START Exercise input

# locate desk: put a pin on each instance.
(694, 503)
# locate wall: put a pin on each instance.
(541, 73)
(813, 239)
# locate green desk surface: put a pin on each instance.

END Exercise input

◆ Task brief ◆
Rewrite all of the records above as a numbered list, dropping any blank lines.

◆ Full solution ◆
1. # locate desk: put a pin on each instance.
2. (694, 503)
3. # locate wall: put a pin on each instance.
4. (541, 73)
5. (813, 239)
6. # locate green desk surface: put a pin on each instance.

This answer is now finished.